Count the lines in the entries below that contain the string "snow", matching case exactly, and give only that number.

═══ Material for this task

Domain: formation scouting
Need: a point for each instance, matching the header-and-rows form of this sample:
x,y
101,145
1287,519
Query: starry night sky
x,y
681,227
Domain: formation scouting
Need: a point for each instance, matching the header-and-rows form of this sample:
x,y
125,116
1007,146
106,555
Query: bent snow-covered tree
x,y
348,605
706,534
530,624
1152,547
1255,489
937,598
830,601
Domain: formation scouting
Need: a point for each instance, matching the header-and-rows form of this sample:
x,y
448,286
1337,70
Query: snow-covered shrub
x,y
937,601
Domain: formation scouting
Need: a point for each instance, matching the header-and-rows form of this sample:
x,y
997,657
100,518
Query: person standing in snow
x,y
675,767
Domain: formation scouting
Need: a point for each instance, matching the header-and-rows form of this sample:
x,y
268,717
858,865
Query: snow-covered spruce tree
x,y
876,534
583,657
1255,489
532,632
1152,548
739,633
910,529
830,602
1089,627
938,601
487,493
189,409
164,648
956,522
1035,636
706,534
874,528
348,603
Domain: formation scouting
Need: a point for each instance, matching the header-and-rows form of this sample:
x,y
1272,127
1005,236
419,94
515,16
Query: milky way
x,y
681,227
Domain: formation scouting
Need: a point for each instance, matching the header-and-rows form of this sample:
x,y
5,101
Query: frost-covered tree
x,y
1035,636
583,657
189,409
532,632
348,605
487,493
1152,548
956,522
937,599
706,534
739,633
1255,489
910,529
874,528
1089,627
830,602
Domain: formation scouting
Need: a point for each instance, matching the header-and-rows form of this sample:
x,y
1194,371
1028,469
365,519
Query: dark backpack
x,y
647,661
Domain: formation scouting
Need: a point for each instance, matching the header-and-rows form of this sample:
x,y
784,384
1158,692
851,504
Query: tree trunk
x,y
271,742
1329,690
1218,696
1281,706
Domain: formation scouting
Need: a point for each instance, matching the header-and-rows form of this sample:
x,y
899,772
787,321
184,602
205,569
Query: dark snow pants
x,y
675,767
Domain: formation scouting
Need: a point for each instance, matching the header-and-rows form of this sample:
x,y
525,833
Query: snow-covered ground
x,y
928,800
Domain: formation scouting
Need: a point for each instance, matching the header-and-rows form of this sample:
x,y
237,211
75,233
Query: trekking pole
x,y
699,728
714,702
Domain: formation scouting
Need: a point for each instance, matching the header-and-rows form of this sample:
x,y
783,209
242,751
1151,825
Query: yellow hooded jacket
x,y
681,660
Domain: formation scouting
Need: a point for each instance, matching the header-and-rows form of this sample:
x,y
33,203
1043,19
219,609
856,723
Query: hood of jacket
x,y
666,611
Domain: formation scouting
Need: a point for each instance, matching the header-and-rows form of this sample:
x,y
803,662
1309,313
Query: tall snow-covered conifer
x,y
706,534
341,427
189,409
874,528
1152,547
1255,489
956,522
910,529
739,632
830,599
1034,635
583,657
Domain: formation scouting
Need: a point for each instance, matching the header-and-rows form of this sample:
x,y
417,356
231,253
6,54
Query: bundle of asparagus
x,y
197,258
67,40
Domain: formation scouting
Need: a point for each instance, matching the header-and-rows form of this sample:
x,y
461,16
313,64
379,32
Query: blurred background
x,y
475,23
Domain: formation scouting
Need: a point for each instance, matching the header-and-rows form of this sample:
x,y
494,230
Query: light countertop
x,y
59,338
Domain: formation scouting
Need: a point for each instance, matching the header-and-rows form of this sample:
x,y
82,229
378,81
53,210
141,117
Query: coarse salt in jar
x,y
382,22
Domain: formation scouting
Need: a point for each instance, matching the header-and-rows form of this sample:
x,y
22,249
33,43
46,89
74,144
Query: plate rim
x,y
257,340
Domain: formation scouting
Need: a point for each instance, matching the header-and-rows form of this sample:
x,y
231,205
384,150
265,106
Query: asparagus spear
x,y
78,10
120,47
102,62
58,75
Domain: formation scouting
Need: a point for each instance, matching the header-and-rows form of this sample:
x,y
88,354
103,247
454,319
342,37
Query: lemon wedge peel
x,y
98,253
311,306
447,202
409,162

══════

(Solution for this exercise): 7